### Set problem
Below is a block of records: output all of them exactly and leave out the pictures.

*****

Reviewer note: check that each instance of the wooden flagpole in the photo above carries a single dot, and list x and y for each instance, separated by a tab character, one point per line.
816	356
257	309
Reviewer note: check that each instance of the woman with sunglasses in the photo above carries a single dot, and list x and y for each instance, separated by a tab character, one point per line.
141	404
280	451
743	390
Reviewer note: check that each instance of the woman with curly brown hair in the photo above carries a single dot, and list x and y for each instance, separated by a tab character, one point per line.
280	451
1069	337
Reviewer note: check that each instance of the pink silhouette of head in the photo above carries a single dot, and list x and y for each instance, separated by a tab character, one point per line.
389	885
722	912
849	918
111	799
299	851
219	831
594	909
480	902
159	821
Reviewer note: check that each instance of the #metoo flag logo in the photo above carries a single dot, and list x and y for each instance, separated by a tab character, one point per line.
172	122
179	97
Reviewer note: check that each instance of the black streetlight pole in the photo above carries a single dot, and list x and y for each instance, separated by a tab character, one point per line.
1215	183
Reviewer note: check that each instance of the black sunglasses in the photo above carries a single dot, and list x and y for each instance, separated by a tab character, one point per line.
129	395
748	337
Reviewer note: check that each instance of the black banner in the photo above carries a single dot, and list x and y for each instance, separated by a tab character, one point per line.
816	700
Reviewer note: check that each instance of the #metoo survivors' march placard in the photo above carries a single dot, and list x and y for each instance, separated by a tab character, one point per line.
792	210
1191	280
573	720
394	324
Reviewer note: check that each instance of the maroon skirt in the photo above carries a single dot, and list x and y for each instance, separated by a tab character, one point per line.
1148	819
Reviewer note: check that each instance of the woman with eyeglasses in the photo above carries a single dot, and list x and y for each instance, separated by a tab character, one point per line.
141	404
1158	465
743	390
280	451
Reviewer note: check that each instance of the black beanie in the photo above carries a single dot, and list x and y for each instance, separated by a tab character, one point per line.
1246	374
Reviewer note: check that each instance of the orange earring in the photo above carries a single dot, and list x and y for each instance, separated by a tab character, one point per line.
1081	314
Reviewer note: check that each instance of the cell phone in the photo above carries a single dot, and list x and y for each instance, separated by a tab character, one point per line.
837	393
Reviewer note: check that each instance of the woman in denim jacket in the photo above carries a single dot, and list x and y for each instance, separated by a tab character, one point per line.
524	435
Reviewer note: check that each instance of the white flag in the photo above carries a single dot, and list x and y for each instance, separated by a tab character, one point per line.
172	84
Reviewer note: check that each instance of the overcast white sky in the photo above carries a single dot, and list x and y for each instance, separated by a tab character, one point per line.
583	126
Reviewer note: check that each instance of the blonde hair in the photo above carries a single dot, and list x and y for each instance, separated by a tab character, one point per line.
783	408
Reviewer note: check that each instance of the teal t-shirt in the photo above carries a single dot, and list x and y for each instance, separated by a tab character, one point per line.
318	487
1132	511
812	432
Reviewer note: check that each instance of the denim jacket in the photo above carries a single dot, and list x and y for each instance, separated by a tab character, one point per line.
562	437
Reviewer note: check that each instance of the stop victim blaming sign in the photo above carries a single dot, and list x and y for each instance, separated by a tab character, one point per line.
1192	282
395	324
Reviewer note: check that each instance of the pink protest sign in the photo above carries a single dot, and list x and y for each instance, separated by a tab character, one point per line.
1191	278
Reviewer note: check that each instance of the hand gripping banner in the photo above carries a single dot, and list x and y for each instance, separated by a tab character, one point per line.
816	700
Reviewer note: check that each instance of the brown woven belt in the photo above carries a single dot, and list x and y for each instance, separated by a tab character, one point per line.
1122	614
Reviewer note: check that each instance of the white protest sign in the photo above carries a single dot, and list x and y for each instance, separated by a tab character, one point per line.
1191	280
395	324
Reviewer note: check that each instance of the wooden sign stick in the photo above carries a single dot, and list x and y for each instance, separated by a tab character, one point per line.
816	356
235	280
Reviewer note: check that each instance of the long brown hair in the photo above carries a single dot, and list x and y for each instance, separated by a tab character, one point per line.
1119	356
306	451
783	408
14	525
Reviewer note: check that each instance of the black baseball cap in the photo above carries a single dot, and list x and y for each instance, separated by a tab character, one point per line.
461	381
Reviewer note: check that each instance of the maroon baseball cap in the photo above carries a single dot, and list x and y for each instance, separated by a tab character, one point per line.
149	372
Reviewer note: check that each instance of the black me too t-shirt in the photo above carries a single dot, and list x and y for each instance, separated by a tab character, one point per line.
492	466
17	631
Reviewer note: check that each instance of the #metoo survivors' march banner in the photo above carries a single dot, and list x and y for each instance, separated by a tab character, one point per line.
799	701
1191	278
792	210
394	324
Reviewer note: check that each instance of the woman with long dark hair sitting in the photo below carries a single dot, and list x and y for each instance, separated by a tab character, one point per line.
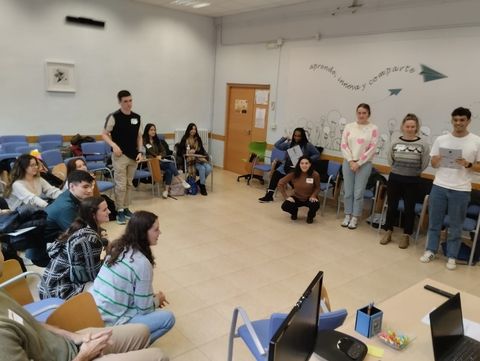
299	137
191	144
123	288
306	185
26	186
154	148
75	256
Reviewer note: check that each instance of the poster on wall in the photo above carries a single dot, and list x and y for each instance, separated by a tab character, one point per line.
60	76
261	97
241	106
260	118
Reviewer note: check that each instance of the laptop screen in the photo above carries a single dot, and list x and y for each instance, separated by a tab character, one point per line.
295	338
446	324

*****

### Response to this exercise
Reviewer note: check that each instance of the wooden flagpole in the photo above carries a single dot, and list x and y for each instance, separated by a tab character, one point per line.
816	356
257	309
Reviewer note: check that each instance of the woman with sunglasses in the photo above carries a single dot, and list x and y for each instance, separated by a tab character, one point per line.
141	404
280	451
743	390
Reviewer note: check that each instance of the woman with curly brown hair in the photo above carries a single dot, and list x and y for each instance, separated by a tab character, one point per line.
280	451
1069	337
Reviewer note: check that each instance of the pink silhouette of head in the photo above carries a single dot, and list x and y for each instance, separated by a tab character, one point per line.
389	885
722	912
849	918
111	799
299	851
219	831
594	909
480	902
159	821
Reviewer note: check that each instance of the #metoo flag logo in the photo above carries a single dot, and list x and y for each instance, separated by a tab character, one point per line.
172	122
179	97
Reviewer note: check that each instance of the black streetlight pole in the photo above carries a single dot, and list x and y for each instance, separated by a tab character, one point per line.
1215	183
Reviewer note: check that each instance of the black sunglasses in the photo above carries a single dot, and list x and y for each instance, separated by a tab character, one point per line.
129	395
748	337
Reviewer note: check that each instance of the black banner in the photo above carries a single dot, and list x and y for each instance, separated by a tab character, one point per line.
816	700
Reviewer note: check that each instance of the #metoo survivors' march placard in the photo above carries a single dot, and list x and y for each instance, separated by a tab character, one point per line.
792	210
1191	280
573	720
394	324
Reviewer note: check that each instance of the maroon skirt in the photo above carries a single dot, and list x and y for each instance, separated by a tab character, one point per line.
1148	819
Reviewer note: check that each instance of the woman with eyeglasses in the photo above carries a single dot, and list x and y for each instance, separated by a tab character, one point per line.
141	404
1158	465
743	390
280	451
Reviewer note: check that each instance of the black beanie in the photo above carries a single dot, and list x and y for each instance, separated by a tab character, one point per line.
1246	374
Reviewer note: check that each instance of the orange earring in the photo above carries a single dot, and list x and y for each instance, separated by a tab character, one point per line.
1081	314
Reviewer note: check that each instance of the cell phone in the photo above carries a single dot, and list x and y for each instance, separated by a tab character, one point per line.
837	393
Reviewer note: check that each instance of the woman in denim jacket in the photo above carries a single dot, and list x and y for each instance, separated by a tab character, one point per line.
524	435
Reviewer note: check that each instance of the white flag in the photo above carries a single dot, and list x and y for each instance, separated by a tab character, one point per line.
172	84
Reviewer note: check that each instance of the overcast white sky in the photo above carries a single dot, and list x and y for each instance, separated by a tab character, one point per line.
583	126
Reviewer note: check that each instance of the blonde hair in the photo above carries a single dot, and list x and y for each instance, separated by a tab character, one point per line.
783	408
Reviewer note: check that each instance of the teal t-shirt in the photo above carries a single dot, and list x and y for each instance, separated by a tab character, one point per line.
318	487
1132	511
812	432
Reviewer note: check that each instance of the denim jacket in the photo above carries a single dot, and list x and y for each instance, separated by a tab character, one point per line.
562	437
Reviewer note: check that each instance of the stop victim blaming sign in the photo above carries a single dot, and list x and y for each instance, separated by a tab character, one point per line.
1192	282
395	324
Reviewer note: check that each instance of the pink protest sign in the photo above carries a single dot, and list x and y for each instance, separated by a tab character, one point per line.
1191	278
Reviewer note: check that each instance of the hand gripping banner in the photo above carries a single dot, and list x and y for each instance, separated by a tab character, one point per line.
816	700
Reviewer note: check that each instance of the brown woven belt in the photo above carries a single dot, and list x and y for each instance, separated by a tab character, one point per line.
1122	614
Reviewer note: check that each instance of the white protest sign in the photo above carries a single dot, and list x and y for each instance, separated by a tab character, one point per line.
1191	280
395	324
Reviewer note: check that each instance of the wooden sign stick in the photo above carries a single dot, and list x and y for each instance, separated by a tab character, one point per line.
816	356
235	280
Reviewer note: check that each instance of the long brown hair in the photo above carries a single dot, and list x and y for each instance, separated by a tab character, one point per line.
1119	356
306	451
783	408
14	525
Reviewer note: check that each instance of the black baseball cap in the photo above carries a single dot, and list x and y for each instance, separated by a tab character, one point per line.
461	381
Reviewer note: check that each instance of the maroon baseball cap in the photo above carries a single dot, and list x and y for each instance, separated by a tab character, one point per line.
149	372
Reviewer note: check that each instance of the black me too t-shirt in the photo above carries a single dot, and list x and y for each instance, separated by a tab character, one point per line.
492	466
17	631
Reviewer note: check that each instance of the #metoo survivors' march banner in the photo above carries a single dot, and list x and y for each instance, separated by a tab character, one point per line.
799	701
1191	278
792	210
394	324
Reviewer note: check that each instance of the woman with long dark hair sitting in the photo below carries a single dot, and list x and y for each instance, separated by a tab character, one point per line.
299	137
191	144
123	288
306	185
26	186
154	148
75	256
Reviewer note: check that each instance of the poster on wall in the photo above carries a single dot, and list x and y for each instance, separated by a tab character, one point per line.
60	76
261	97
241	106
260	118
Reviewer note: check that each instance of the laptop screen in the photo above carries a single dot, and list x and y for each instance, separated by a tab character, one point per line.
295	338
446	324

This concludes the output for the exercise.